### [DESCRIPTION OF THE TASK]
Gather and copy every line of the data below that contains the word "sandy". Match case exactly.

### [DATASET RECORDS]
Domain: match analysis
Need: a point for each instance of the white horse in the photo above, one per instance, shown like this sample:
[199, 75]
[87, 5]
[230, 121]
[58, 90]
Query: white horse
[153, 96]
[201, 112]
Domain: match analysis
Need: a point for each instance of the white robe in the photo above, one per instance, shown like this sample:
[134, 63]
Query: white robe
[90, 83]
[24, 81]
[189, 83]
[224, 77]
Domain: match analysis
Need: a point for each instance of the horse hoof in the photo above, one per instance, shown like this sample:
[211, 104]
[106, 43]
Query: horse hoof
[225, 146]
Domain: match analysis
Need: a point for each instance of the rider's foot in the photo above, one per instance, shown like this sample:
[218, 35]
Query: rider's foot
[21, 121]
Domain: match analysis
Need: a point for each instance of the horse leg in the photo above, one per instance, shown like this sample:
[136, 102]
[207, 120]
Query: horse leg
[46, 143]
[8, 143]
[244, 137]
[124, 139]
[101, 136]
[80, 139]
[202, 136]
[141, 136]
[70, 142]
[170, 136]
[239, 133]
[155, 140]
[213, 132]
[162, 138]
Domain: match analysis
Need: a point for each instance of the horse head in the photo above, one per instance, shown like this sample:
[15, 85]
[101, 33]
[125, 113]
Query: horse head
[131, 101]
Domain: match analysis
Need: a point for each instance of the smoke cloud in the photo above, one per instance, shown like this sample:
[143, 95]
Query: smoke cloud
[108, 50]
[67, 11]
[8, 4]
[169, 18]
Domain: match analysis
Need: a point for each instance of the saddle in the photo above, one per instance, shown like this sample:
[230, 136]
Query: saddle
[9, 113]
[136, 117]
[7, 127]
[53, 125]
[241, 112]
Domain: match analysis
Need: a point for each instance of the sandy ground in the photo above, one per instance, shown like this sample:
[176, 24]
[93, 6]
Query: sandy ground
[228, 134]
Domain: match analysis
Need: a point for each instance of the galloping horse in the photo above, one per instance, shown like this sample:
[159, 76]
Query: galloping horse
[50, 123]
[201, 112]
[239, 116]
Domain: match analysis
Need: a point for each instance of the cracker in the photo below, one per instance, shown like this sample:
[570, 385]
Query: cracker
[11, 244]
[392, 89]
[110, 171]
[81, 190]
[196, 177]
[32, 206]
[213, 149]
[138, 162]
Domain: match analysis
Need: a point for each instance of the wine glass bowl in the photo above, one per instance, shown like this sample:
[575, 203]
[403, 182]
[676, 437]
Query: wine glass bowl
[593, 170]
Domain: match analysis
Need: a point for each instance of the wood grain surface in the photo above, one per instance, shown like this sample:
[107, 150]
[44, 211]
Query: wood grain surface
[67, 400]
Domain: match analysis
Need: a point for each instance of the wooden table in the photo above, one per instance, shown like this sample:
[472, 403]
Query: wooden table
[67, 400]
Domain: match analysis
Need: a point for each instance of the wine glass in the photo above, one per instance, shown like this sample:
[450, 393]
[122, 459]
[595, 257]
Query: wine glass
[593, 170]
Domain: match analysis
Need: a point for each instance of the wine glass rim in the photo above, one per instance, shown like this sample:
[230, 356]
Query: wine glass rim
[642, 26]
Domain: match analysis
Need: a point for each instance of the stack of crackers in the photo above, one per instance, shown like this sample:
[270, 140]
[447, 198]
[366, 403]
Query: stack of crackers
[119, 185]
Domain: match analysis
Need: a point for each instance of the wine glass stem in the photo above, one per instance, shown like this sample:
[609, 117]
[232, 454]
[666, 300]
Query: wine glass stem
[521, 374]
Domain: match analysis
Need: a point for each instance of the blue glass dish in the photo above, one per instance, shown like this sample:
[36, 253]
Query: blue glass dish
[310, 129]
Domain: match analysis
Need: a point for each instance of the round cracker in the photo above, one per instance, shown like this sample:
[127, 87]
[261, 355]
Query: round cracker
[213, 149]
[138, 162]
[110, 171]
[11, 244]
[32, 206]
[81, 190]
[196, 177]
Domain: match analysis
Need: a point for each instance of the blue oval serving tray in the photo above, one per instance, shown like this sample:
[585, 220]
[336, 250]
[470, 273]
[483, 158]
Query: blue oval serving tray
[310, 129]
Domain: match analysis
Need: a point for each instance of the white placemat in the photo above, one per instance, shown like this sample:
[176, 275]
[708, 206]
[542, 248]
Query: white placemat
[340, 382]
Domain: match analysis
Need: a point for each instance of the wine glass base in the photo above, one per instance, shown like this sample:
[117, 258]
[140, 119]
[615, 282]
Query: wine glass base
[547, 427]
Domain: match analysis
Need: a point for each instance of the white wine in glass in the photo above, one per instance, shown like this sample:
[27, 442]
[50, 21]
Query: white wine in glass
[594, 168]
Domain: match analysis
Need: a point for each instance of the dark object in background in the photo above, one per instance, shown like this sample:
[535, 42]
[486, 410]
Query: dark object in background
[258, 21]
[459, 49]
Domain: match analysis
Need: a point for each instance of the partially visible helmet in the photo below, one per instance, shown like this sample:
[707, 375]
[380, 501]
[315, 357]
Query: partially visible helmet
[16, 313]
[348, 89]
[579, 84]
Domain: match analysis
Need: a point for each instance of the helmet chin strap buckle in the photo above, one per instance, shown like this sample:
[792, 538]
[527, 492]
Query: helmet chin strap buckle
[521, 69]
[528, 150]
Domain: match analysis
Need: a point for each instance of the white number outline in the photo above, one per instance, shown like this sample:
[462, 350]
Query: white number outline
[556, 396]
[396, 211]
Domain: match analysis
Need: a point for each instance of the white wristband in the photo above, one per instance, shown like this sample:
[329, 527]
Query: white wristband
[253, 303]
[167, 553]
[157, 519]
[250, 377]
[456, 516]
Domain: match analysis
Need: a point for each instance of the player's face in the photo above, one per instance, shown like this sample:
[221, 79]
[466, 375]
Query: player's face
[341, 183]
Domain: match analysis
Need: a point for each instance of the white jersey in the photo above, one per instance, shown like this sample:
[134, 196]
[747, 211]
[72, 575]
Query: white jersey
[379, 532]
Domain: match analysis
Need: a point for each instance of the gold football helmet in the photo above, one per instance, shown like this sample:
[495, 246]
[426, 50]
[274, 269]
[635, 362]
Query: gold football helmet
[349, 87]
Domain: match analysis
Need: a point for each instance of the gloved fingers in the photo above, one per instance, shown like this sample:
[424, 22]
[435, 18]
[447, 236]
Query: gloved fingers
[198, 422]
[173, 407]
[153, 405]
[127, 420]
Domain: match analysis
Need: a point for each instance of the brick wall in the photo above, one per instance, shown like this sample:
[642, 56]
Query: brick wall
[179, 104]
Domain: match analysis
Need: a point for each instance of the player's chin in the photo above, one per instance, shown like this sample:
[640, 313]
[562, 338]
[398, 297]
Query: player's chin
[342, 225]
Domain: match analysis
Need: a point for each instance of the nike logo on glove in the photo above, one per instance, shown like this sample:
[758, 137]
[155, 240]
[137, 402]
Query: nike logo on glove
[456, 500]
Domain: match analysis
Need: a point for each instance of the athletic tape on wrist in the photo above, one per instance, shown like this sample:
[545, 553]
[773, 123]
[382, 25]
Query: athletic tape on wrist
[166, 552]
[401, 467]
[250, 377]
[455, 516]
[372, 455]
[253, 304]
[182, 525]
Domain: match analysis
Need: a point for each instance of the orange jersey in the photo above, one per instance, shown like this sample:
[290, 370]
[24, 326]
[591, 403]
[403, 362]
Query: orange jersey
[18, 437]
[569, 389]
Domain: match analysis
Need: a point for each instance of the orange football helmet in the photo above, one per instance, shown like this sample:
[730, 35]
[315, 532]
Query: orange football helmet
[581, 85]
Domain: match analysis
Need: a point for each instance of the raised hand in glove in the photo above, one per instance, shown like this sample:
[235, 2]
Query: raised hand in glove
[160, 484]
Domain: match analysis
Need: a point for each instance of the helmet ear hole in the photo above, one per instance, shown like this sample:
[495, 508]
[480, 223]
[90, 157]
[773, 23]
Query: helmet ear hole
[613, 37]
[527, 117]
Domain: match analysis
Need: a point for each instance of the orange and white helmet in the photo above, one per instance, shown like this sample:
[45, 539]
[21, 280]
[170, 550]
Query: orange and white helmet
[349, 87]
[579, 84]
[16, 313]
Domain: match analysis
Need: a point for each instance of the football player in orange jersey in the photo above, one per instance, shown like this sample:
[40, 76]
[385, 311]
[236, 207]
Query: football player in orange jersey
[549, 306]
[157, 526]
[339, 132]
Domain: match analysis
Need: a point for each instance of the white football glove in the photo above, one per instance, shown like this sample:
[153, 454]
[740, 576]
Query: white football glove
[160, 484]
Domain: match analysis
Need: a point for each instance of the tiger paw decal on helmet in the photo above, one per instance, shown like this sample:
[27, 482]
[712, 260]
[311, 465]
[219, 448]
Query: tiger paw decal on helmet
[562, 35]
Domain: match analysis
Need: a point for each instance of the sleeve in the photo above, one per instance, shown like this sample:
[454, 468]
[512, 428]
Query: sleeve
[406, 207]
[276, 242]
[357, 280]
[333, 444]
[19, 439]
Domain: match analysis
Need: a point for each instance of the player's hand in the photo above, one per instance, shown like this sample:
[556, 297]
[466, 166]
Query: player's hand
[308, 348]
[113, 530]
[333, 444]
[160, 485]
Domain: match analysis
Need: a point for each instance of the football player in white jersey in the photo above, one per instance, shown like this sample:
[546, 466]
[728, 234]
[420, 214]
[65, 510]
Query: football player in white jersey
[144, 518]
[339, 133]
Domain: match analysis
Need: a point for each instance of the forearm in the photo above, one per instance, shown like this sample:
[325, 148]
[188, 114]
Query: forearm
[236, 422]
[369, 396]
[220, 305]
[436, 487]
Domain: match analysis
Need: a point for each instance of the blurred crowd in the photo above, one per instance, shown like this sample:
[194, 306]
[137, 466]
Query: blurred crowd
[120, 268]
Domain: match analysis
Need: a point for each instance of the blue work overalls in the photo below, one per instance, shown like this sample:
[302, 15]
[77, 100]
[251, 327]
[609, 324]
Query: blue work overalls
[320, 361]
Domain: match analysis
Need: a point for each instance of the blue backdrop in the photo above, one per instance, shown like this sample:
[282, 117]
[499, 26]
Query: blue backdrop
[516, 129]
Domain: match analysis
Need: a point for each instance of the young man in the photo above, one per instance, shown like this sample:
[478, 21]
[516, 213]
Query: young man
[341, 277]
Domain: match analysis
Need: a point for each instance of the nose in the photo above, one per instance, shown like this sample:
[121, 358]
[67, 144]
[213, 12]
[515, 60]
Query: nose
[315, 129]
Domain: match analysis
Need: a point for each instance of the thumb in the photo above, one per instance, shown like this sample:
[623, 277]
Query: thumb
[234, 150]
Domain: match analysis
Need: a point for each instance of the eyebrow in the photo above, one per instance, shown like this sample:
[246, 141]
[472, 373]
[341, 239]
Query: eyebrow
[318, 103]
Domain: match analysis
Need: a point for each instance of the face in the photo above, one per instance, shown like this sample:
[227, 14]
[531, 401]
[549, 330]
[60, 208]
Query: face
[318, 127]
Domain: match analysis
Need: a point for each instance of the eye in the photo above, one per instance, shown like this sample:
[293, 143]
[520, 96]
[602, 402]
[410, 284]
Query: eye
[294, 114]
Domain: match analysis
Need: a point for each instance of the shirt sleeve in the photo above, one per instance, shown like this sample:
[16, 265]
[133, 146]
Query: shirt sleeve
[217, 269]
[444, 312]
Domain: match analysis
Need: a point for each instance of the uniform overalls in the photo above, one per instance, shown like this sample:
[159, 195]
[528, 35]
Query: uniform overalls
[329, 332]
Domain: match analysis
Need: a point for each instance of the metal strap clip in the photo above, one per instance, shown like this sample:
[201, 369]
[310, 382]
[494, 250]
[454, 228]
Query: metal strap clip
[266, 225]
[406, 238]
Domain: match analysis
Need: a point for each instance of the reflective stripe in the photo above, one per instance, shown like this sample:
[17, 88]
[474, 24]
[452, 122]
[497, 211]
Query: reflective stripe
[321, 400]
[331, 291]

### [SOLUTION TO THIS EXERCISE]
Need: a point for each instance of the sandy ground in the photo above, one per instance, shown like this sample:
Query: sandy ground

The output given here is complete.